▸ Assignment:
Look for the word "shirt" in the records, and copy each line where it appears.
------ Given data ------
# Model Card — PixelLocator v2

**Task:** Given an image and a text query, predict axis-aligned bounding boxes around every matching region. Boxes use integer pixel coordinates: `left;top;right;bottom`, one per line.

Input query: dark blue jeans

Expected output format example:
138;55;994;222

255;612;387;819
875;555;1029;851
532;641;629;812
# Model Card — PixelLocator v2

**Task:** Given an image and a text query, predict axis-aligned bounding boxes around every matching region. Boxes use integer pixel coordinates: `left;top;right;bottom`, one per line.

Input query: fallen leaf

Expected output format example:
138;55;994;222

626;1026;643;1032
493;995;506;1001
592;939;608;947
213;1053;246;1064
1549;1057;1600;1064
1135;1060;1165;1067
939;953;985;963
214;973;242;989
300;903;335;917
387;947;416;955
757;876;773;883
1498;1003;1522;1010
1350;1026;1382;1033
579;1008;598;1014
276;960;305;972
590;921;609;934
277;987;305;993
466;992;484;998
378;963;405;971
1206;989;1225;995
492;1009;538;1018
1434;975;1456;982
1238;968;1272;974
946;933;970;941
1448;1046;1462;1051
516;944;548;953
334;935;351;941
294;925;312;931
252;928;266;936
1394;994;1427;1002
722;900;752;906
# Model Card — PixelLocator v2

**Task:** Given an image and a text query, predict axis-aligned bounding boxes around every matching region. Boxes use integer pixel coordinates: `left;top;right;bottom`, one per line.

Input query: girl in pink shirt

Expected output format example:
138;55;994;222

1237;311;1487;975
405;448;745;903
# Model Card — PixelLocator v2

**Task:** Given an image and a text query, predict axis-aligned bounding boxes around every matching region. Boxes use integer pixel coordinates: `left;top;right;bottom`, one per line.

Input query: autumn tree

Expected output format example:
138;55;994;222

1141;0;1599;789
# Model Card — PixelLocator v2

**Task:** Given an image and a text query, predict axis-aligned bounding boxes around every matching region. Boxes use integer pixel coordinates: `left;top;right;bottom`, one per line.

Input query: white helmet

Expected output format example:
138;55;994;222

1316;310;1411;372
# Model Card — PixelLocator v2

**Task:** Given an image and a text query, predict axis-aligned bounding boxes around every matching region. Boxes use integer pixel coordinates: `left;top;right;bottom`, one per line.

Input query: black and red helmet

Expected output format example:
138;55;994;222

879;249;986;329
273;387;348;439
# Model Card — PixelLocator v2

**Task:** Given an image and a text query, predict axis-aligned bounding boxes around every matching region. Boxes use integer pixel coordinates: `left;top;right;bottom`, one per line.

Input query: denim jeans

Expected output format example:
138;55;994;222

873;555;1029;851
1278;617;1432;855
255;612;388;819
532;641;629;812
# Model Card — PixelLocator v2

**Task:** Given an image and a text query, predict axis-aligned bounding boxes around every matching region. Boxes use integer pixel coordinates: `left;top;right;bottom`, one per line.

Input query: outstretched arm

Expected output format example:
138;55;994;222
------
------ Given data ------
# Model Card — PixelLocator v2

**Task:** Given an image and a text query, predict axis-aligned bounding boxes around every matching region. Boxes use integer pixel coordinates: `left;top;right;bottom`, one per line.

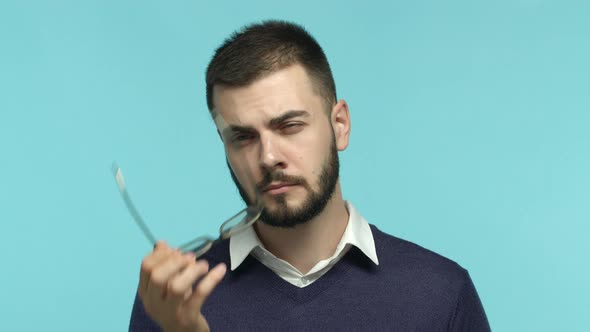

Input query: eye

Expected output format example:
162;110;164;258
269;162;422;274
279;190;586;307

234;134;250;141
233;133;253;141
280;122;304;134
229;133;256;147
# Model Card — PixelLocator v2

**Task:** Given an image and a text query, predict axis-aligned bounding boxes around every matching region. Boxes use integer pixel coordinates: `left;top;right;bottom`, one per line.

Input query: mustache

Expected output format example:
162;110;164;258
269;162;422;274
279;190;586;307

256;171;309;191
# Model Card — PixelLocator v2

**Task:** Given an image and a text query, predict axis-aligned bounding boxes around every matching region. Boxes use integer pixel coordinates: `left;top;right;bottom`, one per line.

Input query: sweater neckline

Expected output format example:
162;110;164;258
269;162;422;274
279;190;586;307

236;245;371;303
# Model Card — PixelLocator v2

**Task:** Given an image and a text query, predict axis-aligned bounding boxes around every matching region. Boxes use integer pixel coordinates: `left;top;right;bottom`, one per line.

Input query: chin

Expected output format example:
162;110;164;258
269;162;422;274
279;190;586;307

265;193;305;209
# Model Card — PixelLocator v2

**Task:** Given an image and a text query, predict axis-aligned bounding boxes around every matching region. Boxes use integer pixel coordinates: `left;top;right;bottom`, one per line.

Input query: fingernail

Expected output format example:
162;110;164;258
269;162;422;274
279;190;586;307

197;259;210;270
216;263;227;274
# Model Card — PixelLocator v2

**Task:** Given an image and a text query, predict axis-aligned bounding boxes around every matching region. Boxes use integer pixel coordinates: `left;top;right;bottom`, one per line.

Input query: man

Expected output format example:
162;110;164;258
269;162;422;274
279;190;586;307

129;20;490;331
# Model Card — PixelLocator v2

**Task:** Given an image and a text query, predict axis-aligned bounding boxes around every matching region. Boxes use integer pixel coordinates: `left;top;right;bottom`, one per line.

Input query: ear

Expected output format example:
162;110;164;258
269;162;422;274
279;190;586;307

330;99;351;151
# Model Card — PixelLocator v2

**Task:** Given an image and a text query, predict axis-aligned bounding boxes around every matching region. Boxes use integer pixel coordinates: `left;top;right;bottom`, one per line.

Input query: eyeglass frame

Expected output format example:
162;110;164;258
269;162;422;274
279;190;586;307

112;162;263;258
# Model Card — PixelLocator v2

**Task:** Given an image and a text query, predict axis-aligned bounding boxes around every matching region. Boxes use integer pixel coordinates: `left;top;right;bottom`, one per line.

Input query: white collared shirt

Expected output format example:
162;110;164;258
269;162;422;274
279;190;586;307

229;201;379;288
------
▸ Solution for this exercise:
Input query: girl in pink shirt
Input query: white collared shirt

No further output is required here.